Rewrite the listing below with every "rough mask" changed to "coarse mask" and nothing else altered. Omit the pictures from your answer.

**Supplied material**:
- - - - -

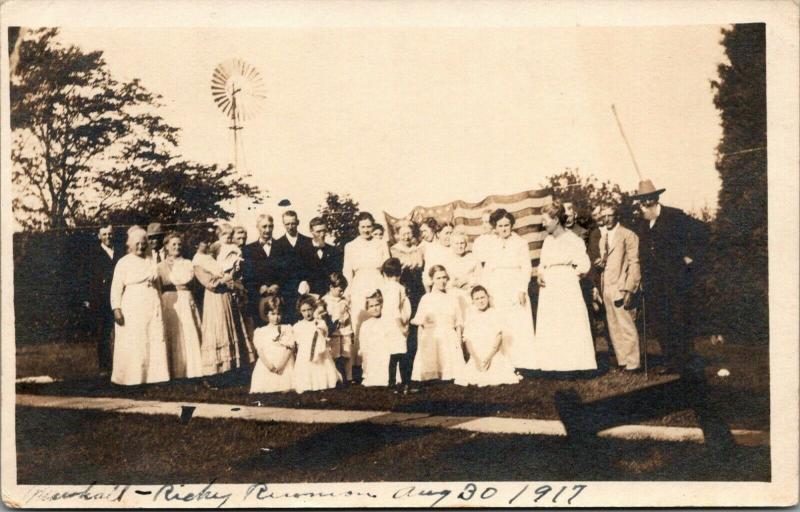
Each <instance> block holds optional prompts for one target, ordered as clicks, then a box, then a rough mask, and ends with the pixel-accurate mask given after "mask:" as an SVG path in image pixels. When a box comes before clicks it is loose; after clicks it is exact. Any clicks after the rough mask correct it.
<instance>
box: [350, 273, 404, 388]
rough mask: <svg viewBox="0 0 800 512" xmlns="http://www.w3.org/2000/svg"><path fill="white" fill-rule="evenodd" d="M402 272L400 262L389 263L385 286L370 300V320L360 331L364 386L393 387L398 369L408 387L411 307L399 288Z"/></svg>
mask: <svg viewBox="0 0 800 512" xmlns="http://www.w3.org/2000/svg"><path fill="white" fill-rule="evenodd" d="M401 268H402V267H401V264H400V260H398V259H397V258H389V259H388V260H386V262H384V264H383V268H382V272H383V275H384V279H385V281H384V284H383V286H382V287H381V289H379V290H376V291H375V293H373V294H372V295H370V296H369V297H367V302H366V309H367V312H368V313H369V314H370V318H369V319H367V320H365V321H364V323H363V324H362V327H361V328H362V331H361V332H362V338H361V339H362V341H363V343H362V345H361V350H362V354H363V366H364V380H363V382H362V384H363V385H364V386H394V385H395V384H396V383H397V373H398V366H399V370H400V372H399V373H400V379H401V381H402V384H403V385H404V386H407V385H408V384H409V380H410V377H411V375H409V372H408V362H407V359H406V352H407V351H408V345H407V338H408V322H409V320H410V318H411V303H410V302H409V300H408V297H407V296H406V291H405V288H403V285H401V284H400V271H401Z"/></svg>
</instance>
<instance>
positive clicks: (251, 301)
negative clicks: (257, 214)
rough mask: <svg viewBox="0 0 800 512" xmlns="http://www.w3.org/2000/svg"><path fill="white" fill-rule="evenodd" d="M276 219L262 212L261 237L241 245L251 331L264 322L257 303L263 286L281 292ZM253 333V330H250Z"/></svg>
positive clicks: (249, 330) (247, 311) (247, 305)
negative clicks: (273, 231)
mask: <svg viewBox="0 0 800 512" xmlns="http://www.w3.org/2000/svg"><path fill="white" fill-rule="evenodd" d="M274 227H275V222H274V221H273V220H272V216H270V215H267V214H261V215H259V216H258V219H256V229H257V230H258V240H256V241H255V242H253V243H250V244H247V245H245V246H244V249H242V258H243V260H244V261H243V263H242V278H243V280H244V287H245V290H246V292H247V312H246V318H245V324H246V327H247V329H248V330H249V331H252V330H253V329H255V327H257V326H258V327H260V326H262V325H264V321H263V320H261V317H260V316H259V315H258V303H259V300H260V292H261V287H262V286H266V287H267V289H269V290H270V291H272V292H273V293H278V291H279V286H278V283H279V282H280V274H281V270H280V268H279V266H278V259H277V258H276V257H275V248H274V246H275V241H274V240H273V239H272V230H273V228H274ZM248 334H249V335H251V339H252V332H249V333H248Z"/></svg>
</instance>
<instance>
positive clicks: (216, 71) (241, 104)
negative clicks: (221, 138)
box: [211, 58, 266, 176]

- - - - -

**Result**:
Each <instance> block holds optional prompts for one target, ordered as clicks, then a box, then a coarse mask, and ends with the pixel-accurate mask given after "mask:" as an SVG path in image pixels. When a box comes before clicks it is loose; after clicks it is exact. Any clicks after the coarse mask correct it.
<instance>
box: [350, 273, 404, 388]
coarse mask: <svg viewBox="0 0 800 512" xmlns="http://www.w3.org/2000/svg"><path fill="white" fill-rule="evenodd" d="M402 272L400 262L389 263L385 286L370 300V320L360 331L364 386L393 387L398 369L408 387L411 307L399 288Z"/></svg>
mask: <svg viewBox="0 0 800 512" xmlns="http://www.w3.org/2000/svg"><path fill="white" fill-rule="evenodd" d="M401 268H402V267H401V264H400V260H398V259H397V258H389V259H388V260H386V262H384V264H383V268H382V272H383V275H384V279H385V281H384V284H383V286H382V287H381V289H379V290H376V291H375V293H373V294H372V295H370V296H369V297H367V302H366V309H367V312H368V313H369V314H370V318H369V319H367V320H365V321H364V323H363V324H362V327H361V328H362V331H361V332H362V338H361V339H362V341H363V343H362V345H361V350H362V354H363V366H364V380H363V382H362V384H363V385H364V386H394V385H395V384H396V383H397V373H398V366H399V370H400V372H399V373H400V379H401V381H402V384H403V385H404V386H407V385H408V384H409V380H410V377H411V375H409V372H408V362H407V359H406V352H407V351H408V345H407V338H408V322H409V320H410V318H411V303H410V302H409V300H408V297H407V296H406V291H405V288H403V285H401V284H400V271H401Z"/></svg>
</instance>
<instance>
positive clicks: (251, 301)
negative clicks: (257, 214)
coarse mask: <svg viewBox="0 0 800 512" xmlns="http://www.w3.org/2000/svg"><path fill="white" fill-rule="evenodd" d="M276 219L262 212L261 237L241 245L251 331L264 322L257 303L263 286L281 292ZM253 333V330H250Z"/></svg>
positive clicks: (249, 330) (247, 311) (247, 305)
negative clicks: (273, 231)
mask: <svg viewBox="0 0 800 512" xmlns="http://www.w3.org/2000/svg"><path fill="white" fill-rule="evenodd" d="M274 227H275V222H274V221H273V220H272V216H270V215H267V214H261V215H259V216H258V219H256V229H257V230H258V240H256V241H255V242H253V243H250V244H247V245H245V246H244V249H242V258H243V260H244V261H243V263H242V278H243V280H244V287H245V290H246V292H247V312H246V318H245V324H246V327H247V329H248V330H249V331H252V330H253V329H255V327H257V326H258V327H260V326H262V325H264V321H263V320H261V317H260V316H259V315H258V303H259V300H260V292H261V287H262V286H266V287H267V289H269V290H270V291H272V292H273V293H278V291H279V286H278V283H279V282H280V274H281V270H280V268H279V266H278V259H277V258H276V257H275V248H274V246H275V241H274V240H273V239H272V230H273V228H274ZM248 334H249V335H251V339H252V332H249V333H248Z"/></svg>
</instance>
<instance>
positive clicks: (216, 71) (241, 104)
negative clicks: (221, 138)
box: [211, 58, 266, 176]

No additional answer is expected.